**LISTED ENTRIES:**

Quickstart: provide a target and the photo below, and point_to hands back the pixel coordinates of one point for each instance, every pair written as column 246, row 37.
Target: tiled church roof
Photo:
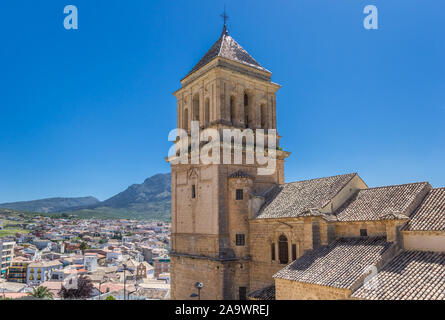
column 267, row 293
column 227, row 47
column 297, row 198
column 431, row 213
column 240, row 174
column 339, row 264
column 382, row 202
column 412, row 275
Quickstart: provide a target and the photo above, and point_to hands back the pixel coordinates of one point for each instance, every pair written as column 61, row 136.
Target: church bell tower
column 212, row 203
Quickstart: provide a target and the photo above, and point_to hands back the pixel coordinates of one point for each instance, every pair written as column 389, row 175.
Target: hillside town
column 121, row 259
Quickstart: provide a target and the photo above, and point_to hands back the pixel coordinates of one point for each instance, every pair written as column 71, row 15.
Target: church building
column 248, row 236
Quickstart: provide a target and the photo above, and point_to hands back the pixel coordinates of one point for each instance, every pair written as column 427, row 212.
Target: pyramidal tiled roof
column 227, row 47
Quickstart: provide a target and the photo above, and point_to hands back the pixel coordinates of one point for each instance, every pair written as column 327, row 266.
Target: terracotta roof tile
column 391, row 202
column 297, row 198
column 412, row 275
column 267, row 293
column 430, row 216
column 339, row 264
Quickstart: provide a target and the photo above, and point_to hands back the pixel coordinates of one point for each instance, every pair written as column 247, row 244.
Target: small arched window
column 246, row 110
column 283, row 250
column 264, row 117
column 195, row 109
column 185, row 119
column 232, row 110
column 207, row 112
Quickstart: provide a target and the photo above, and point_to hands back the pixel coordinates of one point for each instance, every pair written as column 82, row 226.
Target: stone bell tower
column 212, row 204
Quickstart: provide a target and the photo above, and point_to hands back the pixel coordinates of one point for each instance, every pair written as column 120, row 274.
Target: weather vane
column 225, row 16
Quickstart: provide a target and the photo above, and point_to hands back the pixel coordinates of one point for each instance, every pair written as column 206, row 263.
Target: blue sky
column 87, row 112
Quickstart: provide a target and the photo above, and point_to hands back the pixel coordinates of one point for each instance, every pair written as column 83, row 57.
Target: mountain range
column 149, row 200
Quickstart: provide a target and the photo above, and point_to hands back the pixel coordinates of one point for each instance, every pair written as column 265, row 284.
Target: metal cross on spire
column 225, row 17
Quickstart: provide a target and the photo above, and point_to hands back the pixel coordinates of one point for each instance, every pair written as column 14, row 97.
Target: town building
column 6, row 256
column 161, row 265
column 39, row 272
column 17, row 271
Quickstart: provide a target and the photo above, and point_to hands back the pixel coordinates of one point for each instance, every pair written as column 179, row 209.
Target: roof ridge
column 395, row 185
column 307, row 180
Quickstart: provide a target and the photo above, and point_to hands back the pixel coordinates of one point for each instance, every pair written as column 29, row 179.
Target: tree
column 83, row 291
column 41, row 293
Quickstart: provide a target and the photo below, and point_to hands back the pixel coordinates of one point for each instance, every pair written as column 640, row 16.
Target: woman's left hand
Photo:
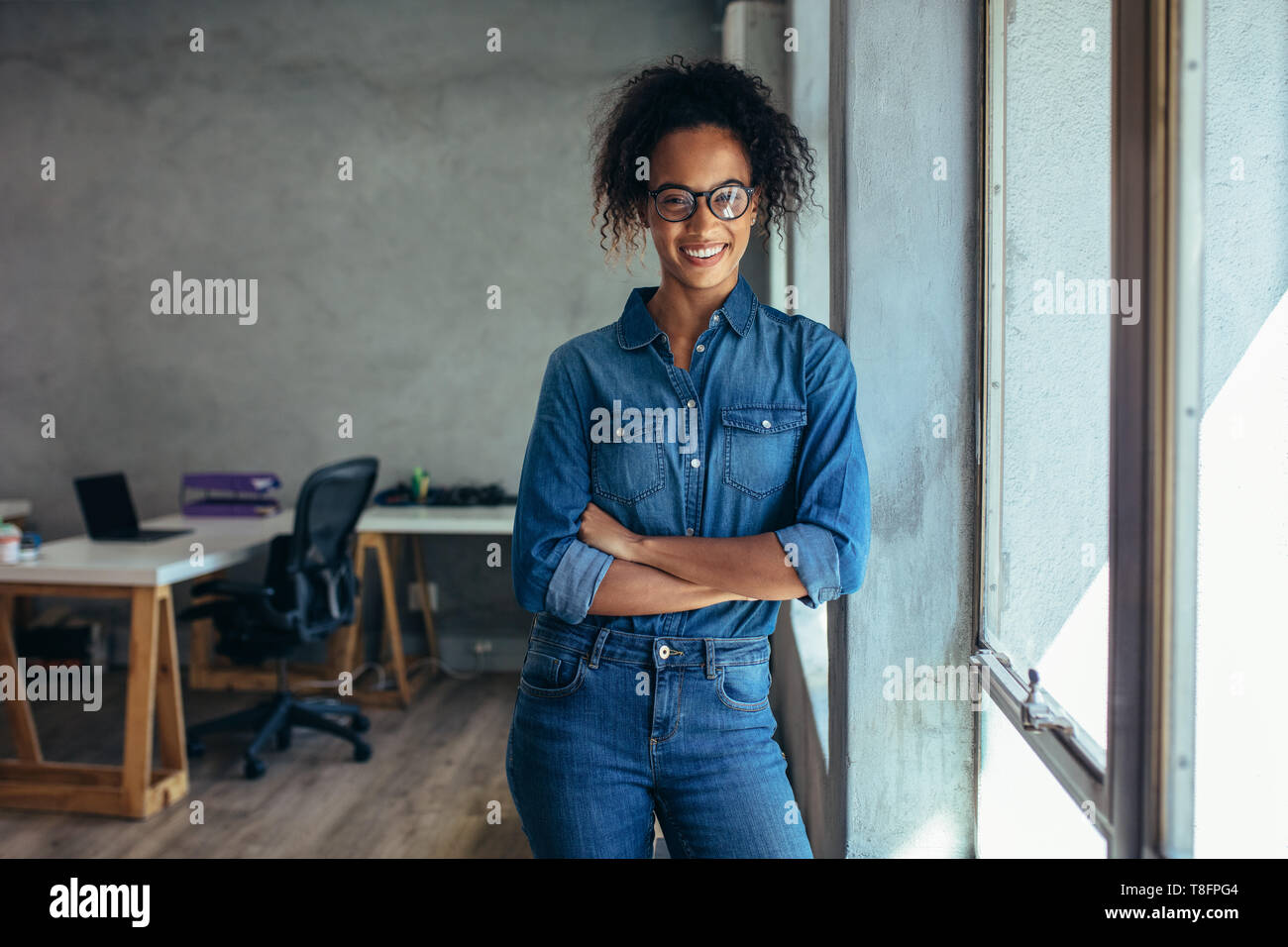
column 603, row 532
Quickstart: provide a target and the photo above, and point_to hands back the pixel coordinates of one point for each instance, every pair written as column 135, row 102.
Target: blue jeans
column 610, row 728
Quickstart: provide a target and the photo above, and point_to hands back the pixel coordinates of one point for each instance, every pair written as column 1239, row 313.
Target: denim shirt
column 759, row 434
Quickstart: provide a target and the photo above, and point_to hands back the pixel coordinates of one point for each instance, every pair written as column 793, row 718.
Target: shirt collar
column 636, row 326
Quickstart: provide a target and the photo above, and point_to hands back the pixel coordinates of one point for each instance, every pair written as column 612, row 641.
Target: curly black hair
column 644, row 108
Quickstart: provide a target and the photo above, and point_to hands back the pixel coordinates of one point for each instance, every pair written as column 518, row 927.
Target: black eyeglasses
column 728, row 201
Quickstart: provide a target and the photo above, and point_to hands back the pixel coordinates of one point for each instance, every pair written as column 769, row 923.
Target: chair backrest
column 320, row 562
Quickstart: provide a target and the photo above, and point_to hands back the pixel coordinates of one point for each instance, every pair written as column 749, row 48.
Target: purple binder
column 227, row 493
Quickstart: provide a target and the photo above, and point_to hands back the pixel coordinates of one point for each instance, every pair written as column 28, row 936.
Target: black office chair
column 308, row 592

**WHAT NEEDS TO BE DONE:**
Put every record above into a two-column CSV with the header columns record_text and answer, one row per record, with each field quoted and any line breaks replaced by spaces. Leave the pictures out.

**FULL SOLUTION:**
record_text,answer
"Quickstart: provide a target and the photo below, and point_to hands back the pixel coordinates of one point for each instance, every pair written as column 246, row 37. Target: tiled church roof Photo:","column 267, row 293 column 227, row 47 column 297, row 198 column 431, row 213 column 240, row 174 column 339, row 264 column 382, row 202 column 412, row 275"
"Quickstart: provide a target and the photo above, and point_to hands back the pixel coordinates of one point for each instance, every pair written as column 61, row 136. Target: church bell tower","column 212, row 203"
"Quickstart: provide a target and the photo above, and point_to hands back the pixel coordinates of one point for each instance, every pair written as column 389, row 175. Target: hillside town","column 121, row 259"
"Quickstart: provide a target and the photo above, and point_to hands back the pixel coordinates of one point for each instance, every pair written as column 71, row 15. Target: church building","column 248, row 236"
"Quickstart: provide a target and the photo above, and point_to hands back the pixel coordinates of one point for each instance, every pair written as column 427, row 212. Target: pyramidal tiled roof","column 227, row 47"
"Quickstart: provide a target and the photo above, and point_to hands back the pixel coordinates of one point for each instance, every pair written as column 327, row 266. Target: terracotta roof tile","column 391, row 202 column 297, row 198 column 412, row 275 column 267, row 293 column 430, row 216 column 339, row 264"
"Quickstart: provide a target and the photo above, and point_to hands back the pixel coordinates of one point for each instance, every pair written as column 247, row 244. Target: small arched window","column 246, row 110 column 283, row 250 column 264, row 117 column 195, row 109 column 185, row 119 column 232, row 110 column 207, row 112"
"Quickstart: provide a target and the photo above, and point_to hands back the pixel coordinates of one point for each instance, every pair written as column 82, row 226. Target: stone bell tower","column 212, row 204"
"Quickstart: provide a target and the photo above, and point_to hands back the pixel coordinates of one point for each instance, every pair written as column 120, row 274. Target: weather vane","column 225, row 16"
"Quickstart: provide a target and the photo above, and point_to hands back the pixel coordinates of one point for each instance, every pair written as column 206, row 263. Target: blue sky","column 87, row 112"
"Quickstart: provide a target and the photo above, and point_to hands back the pixel coordinates of one point for each instance, every pair written as column 83, row 57. Target: mountain range","column 149, row 200"
"Quickstart: provide a target and the photo above, and point_to hands back the pixel coordinates of one point for each instance, every pair written as column 265, row 284. Target: metal cross on spire","column 225, row 17"
"Quickstart: provide a target and the photo above, and point_to hands back the pixel coordinates of one point for each instance, every pair written as column 14, row 97. Target: town building","column 6, row 256 column 161, row 265 column 39, row 272 column 17, row 271"
"Quickstart: provide a target and the photo above, and point_to hands back the pixel coordinates of one point for each instance, every pair written as column 179, row 209. Target: roof ridge","column 395, row 185 column 307, row 180"
"Quickstart: provide a target and the photo above, and point_to hands back the pixel coordinates of one point for each instance, every pair written as column 29, row 179. Target: tree","column 83, row 291 column 41, row 293"
"Quickstart: provide a target and the photo below, and point_to hands back the pixel coordinates of one point for each instance, every pair written as column 640, row 16. Target: woman's left hand Photo:","column 603, row 532"
"Quickstart: provide a target and the photo above, and point_to hands back the pixel coordinates of one point for each instance, every pair written as column 135, row 102. Target: blue jeans","column 610, row 728"
"Quickstart: provide a target and the photo above, and point_to hands back the pixel coordinates of one point for each instance, every pair written as column 1239, row 313. Target: denim shirt","column 759, row 434"
"Quickstart: provide a target and the photo above, and point_to hands back the pixel coordinates of one point for each instance, every pair written as column 793, row 718. Target: shirt collar","column 636, row 326"
"Quickstart: provide a target and the photo above, and point_to hands back the pixel coordinates of one point for each instance, every pair written as column 612, row 641. Target: curly black hair","column 644, row 108"
"Quickstart: provide a target and the photo above, and point_to hands back the pixel coordinates of one point for each instance, every pair written as column 518, row 927. Target: black eyeglasses","column 728, row 201"
"Quickstart: provide a target and the photo above, and point_to hands back the pixel coordinates of one point for each instance, every pair written as column 769, row 923. Target: chair backrest","column 320, row 562"
"Quickstart: provide a target and the photo above, and point_to hands back the pixel coordinates of one point for each instance, every pair written as column 749, row 48. Target: purple binder","column 227, row 493"
"Quickstart: provide a target and the photo above, and point_to hands back the pixel coordinates of one point for each instance, every pair written as column 28, row 936. Target: black office chair","column 308, row 592"